WHAT NEEDS TO BE DONE =>
Word for word, copy the data that follows and skip its pictures.

•••••

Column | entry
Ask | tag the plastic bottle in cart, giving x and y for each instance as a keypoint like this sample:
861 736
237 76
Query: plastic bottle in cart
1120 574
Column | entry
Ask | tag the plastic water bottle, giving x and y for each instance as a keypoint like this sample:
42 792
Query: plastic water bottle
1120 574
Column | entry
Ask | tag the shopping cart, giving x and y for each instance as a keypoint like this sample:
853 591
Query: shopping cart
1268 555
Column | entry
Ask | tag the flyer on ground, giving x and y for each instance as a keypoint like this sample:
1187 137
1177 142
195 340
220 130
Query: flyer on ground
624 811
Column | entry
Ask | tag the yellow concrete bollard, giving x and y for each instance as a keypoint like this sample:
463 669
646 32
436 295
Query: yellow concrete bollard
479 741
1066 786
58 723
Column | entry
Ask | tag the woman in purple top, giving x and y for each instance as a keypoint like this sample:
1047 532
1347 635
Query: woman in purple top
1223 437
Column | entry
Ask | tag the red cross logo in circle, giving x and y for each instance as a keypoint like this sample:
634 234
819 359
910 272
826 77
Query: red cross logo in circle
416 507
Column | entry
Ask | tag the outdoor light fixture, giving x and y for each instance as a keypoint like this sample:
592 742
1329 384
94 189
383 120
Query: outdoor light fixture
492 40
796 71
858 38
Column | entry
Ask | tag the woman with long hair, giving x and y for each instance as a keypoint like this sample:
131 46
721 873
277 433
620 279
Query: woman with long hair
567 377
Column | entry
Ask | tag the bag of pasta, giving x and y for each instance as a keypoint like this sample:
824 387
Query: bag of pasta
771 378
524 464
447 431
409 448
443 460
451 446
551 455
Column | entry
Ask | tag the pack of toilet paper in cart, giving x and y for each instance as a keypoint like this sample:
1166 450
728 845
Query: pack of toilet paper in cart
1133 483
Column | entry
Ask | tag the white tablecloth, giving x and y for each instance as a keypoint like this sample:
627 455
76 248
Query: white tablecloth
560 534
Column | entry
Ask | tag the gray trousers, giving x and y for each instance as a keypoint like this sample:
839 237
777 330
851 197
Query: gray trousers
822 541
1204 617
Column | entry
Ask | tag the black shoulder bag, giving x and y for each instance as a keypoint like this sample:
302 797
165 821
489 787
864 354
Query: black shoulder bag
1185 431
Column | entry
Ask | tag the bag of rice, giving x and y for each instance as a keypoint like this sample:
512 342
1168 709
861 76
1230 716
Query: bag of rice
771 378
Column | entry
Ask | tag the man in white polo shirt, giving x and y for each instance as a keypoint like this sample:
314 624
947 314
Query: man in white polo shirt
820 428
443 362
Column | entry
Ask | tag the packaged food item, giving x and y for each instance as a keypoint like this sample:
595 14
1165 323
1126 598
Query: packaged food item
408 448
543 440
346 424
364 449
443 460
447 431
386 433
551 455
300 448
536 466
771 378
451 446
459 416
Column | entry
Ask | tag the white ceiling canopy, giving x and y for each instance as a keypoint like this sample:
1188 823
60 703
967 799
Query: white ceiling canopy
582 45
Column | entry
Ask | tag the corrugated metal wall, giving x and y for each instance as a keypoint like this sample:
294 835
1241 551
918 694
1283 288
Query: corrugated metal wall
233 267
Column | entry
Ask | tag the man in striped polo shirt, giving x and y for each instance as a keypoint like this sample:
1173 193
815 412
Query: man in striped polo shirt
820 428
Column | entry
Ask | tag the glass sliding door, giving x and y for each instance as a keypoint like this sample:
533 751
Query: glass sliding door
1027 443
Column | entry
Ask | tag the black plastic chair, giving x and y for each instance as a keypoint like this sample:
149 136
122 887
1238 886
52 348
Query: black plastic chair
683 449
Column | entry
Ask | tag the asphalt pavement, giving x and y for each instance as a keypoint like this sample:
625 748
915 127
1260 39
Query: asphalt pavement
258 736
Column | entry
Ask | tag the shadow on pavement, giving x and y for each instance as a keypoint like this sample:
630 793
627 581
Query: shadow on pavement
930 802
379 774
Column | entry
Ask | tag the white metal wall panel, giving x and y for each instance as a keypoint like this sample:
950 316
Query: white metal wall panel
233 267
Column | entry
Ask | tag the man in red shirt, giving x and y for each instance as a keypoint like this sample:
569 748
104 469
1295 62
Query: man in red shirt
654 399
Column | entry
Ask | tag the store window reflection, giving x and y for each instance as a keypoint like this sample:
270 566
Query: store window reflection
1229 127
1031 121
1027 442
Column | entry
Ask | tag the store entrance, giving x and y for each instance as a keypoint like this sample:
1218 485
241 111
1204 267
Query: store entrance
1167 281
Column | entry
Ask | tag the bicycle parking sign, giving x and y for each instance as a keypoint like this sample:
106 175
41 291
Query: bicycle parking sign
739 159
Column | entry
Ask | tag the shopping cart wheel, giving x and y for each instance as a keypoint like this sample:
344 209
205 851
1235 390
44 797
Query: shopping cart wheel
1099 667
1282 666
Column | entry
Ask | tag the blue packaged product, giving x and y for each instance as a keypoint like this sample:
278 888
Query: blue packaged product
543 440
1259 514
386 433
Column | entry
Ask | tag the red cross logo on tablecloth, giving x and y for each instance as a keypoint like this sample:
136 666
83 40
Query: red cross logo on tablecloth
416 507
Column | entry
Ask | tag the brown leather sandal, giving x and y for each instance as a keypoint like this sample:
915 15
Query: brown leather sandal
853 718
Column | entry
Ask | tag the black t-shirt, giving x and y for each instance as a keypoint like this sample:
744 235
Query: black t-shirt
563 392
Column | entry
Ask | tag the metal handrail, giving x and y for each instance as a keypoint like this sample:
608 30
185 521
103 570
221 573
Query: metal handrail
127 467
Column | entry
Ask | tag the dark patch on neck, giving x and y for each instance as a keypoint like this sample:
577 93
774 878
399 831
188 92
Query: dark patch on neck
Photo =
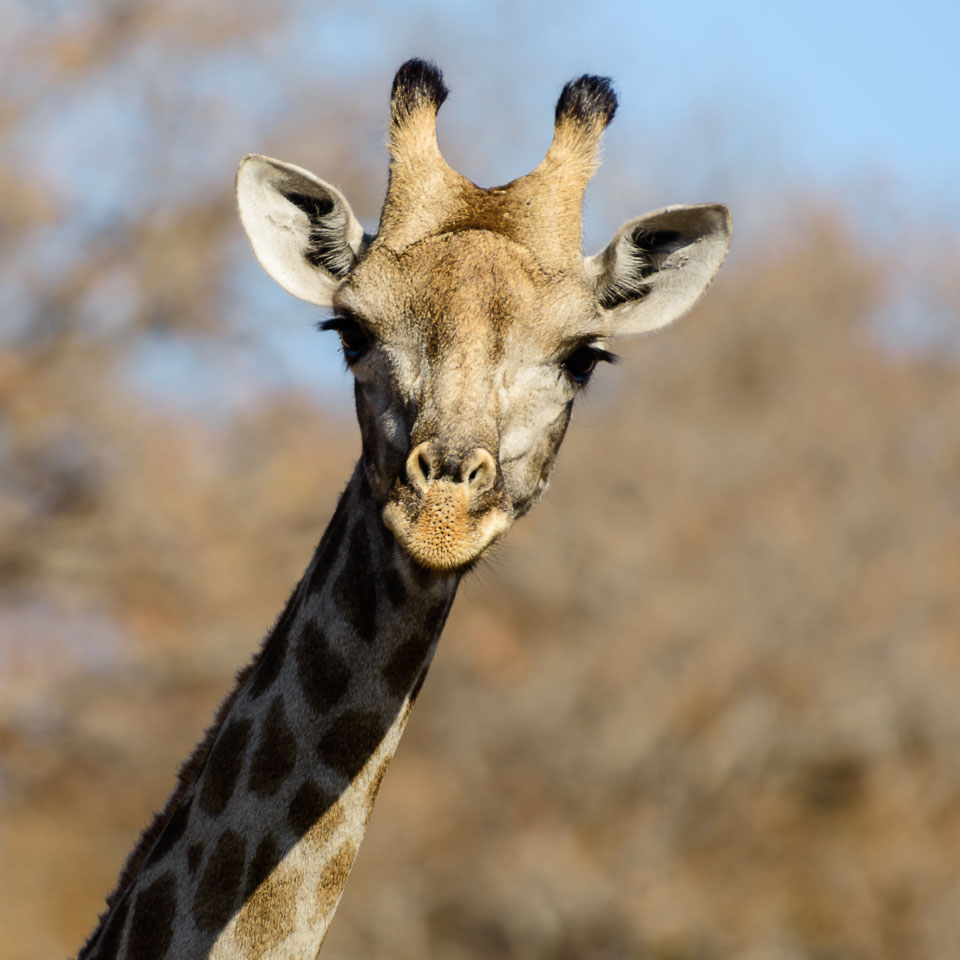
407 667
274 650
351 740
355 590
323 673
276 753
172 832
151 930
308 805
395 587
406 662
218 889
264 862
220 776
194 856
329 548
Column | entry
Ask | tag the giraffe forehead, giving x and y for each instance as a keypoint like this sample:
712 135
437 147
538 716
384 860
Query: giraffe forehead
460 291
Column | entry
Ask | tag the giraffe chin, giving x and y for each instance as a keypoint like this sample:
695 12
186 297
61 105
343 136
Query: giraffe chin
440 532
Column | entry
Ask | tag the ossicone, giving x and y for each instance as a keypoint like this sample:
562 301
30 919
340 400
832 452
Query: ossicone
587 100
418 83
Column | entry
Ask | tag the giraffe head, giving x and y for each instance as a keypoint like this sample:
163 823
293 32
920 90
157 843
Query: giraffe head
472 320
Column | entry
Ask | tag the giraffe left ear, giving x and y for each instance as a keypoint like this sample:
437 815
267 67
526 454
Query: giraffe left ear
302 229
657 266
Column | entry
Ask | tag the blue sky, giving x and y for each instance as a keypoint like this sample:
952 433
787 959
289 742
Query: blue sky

•••••

RESPONSE TO THE EXERCISE =>
Column | entry
Ask | tag the plastic bottle in cart, giving x and y for each instance as a keypoint like this sample:
861 736
237 76
Query: plastic bottle in cart
1120 574
Column | entry
Ask | tag the plastic water bottle, giving x and y for each instance as a keypoint like this sample:
42 792
Query: plastic water bottle
1120 574
Column | entry
Ask | tag the shopping cart, giving x and y for each instance as a keypoint like this sample:
853 591
Query: shopping cart
1268 555
Column | entry
Ask | tag the flyer on ground, giving x and y for each instance as a keypoint like this sample:
1187 137
1177 142
195 340
220 130
Query: flyer on ground
624 811
Column | entry
Ask | tag the yellow concrete bollard, giving x and y for each instance as a keypoint like this sample:
463 669
646 32
436 295
Query: yellow concrete bollard
479 741
1066 786
58 723
Column | entry
Ask | tag the woman in purple top, giving x and y for each instance as a keypoint like this sample:
1047 532
1347 635
Query: woman in purple top
1223 437
Column | entry
Ask | tag the red cross logo in circle, giving x and y for each instance as a keypoint like this sample:
634 234
819 359
910 272
826 77
Query: red cross logo in circle
416 507
Column | entry
Ask | tag the outdoor light fixture, giving x and y for each instance as a keypoint like this sample:
592 742
1329 384
94 189
383 120
Query: outdoor light fixture
492 40
796 71
858 38
Column | entry
Ask | tag the woman with long hair, giving x and y for each instance as a keypoint like this sample:
131 46
721 873
277 433
620 279
Query: woman with long hair
567 377
Column | entry
Ask | tag the bag of pasta, giving x and y for each instance as a keypoint like this sample:
824 387
Query: bag of pasta
771 378
524 464
447 431
409 448
443 460
451 446
551 455
Column | entry
Ask | tag the pack of toilet paper in cart, giving x and y for each instance as a keypoint like this sample:
1166 450
728 845
Query: pack of toilet paper in cart
1133 483
Column | entry
Ask | tag the white tablecloth, giving x and y for each instance as a keypoint like this sample:
627 455
76 248
Query: white tablecloth
560 534
Column | entry
Ask | tag the gray trousers, giving x and y for each instance as a keypoint like this sample:
839 237
777 330
851 197
Query: gray trousers
822 541
1204 617
Column | entry
Ask | tag the black shoulder bag, giving x and y for each instance as a keypoint like this sample:
302 797
165 821
489 787
864 354
Query: black shoulder bag
1185 431
Column | entry
Ask | tag the bag of rice, giving x and y for each instance as a keypoint like this sample:
512 342
1168 709
861 76
1230 716
Query: bag of rice
771 378
Column | entry
Ask | tag the man in white polo shirt, giving x and y for each instance as a keypoint like this sample:
314 624
947 314
Query: man in white polo shirt
820 428
443 362
Column | entry
Ask | tag the packaged food item, giving x and y for each instance as a keypoint like this sample:
595 14
1165 323
1126 598
Query: packaged food item
408 448
543 440
346 424
364 449
443 460
447 431
386 433
551 455
300 448
536 466
771 378
451 446
459 416
Column | entry
Ask | tag the white ceiling canopy, giving x and y for each instance as a keypoint like this sample:
1188 823
60 703
967 799
Query: white ceiling canopy
582 45
Column | entry
Ask | tag the corrugated metal wall, giving x and y for each instance as a keypoint like this sample:
294 835
1241 551
918 694
1283 288
Query: corrugated metal wall
233 267
Column | entry
Ask | tag the man in striped polo shirt, giving x and y for each instance as a keypoint like this sample:
1173 193
815 412
Query: man in striped polo shirt
820 428
Column | entry
Ask | tag the glass sliding door, giving x and y for each instance as a keypoint like this sample:
533 751
Query: glass sliding door
1027 443
Column | entry
Ask | tag the black plastic chair, giving x and y for each instance as a keypoint like this sample:
149 136
122 887
1238 886
52 348
Query: black plastic chair
683 449
Column | entry
Ask | tag the asphalt pavement, giving x and y for each instance as a keypoint like this sample:
625 748
915 127
1260 39
Query: asphalt pavement
258 736
Column | entry
Ask | tag the shadow on pavement, giving x and y for each instance as a keypoint like this sample:
630 793
627 581
Query: shadow on pavement
930 802
379 774
Column | entry
Ask | tag the white metal wall panel, giving x and y for each instance as a keypoint like this sample:
950 316
Query: white metal wall panel
233 267
Column | entry
Ask | tag the man in red shirt, giving x and y for each instance as a keypoint like this sample:
569 748
104 469
1295 62
Query: man in red shirt
654 399
Column | entry
Ask | tag the store window reflection, giving x and y for each instance as a keypoint like this sample:
270 566
Query: store window reflection
1229 127
1031 121
1027 442
Column | entry
Ask | tag the store entrance, giving x and y for each instance as a keypoint like this sample:
1218 485
241 111
1204 267
Query: store entrance
1167 281
Column | entry
Ask | tag the bicycle parking sign, giving x and y for each instance as a keypoint like this sample:
106 175
41 291
Query: bicycle parking sign
739 159
Column | entry
Ask | tag the shopping cart wheel, giving x and y for each instance as a keypoint like this sample:
344 209
205 851
1235 390
44 797
Query: shopping cart wheel
1099 667
1282 666
Column | entry
Ask | tag the blue packaged product, giving x and y for each instance as a keypoint like this sample:
278 888
Query: blue packaged product
543 440
1259 514
386 433
Column | entry
Ask | tag the red cross logo on tablecloth, giving x and y for each instance as a keypoint like this sample:
136 666
83 40
Query: red cross logo on tablecloth
416 507
Column | entry
Ask | tag the brown leather sandal, giving x and y for each instance as a keypoint like this sample:
915 15
Query: brown leather sandal
853 718
Column | entry
Ask | tag the black t-shirt, giving x and y for each instance as a keypoint like this sample:
744 235
Query: black t-shirt
563 392
Column | entry
Ask | tag the metal handrail, giving x and y for each instance as a keypoint like this sample:
608 30
185 521
103 570
221 573
Query: metal handrail
127 467
Column | entry
Ask | tag the dark patch on neck, giving x and y for each instance as a keypoint like this sample:
577 93
774 878
399 831
188 92
Query: dark patch on neck
Photo =
407 667
274 650
351 740
355 590
323 673
276 753
172 832
151 930
308 805
395 587
406 662
218 889
264 862
220 776
194 856
329 548
Column | entry
Ask | tag the giraffe forehead, giving x and y for each instance as a keypoint like this sample:
712 135
437 147
538 716
384 860
Query: giraffe forehead
460 291
Column | entry
Ask | tag the giraffe chin, giving x and y for each instance as a keypoint like this sample:
695 12
186 297
61 105
343 136
Query: giraffe chin
440 532
Column | entry
Ask | tag the ossicone, giving x and y for each instance as a keypoint like this sample:
562 301
30 919
340 400
832 452
Query: ossicone
587 100
418 83
Column | entry
Ask | tag the giraffe head, giving x and y for each instance as a keypoint like this sample:
163 823
293 32
920 90
157 843
Query: giraffe head
472 320
Column | entry
Ask | tag the giraffe left ear, giving x and y for each instance as a keypoint like this sample:
437 815
267 67
526 454
Query: giraffe left ear
302 229
657 266
Column | entry
Ask | tag the blue sky, giving x and y for each instance as a keypoint like this sample:
952 433
787 959
289 742
Query: blue sky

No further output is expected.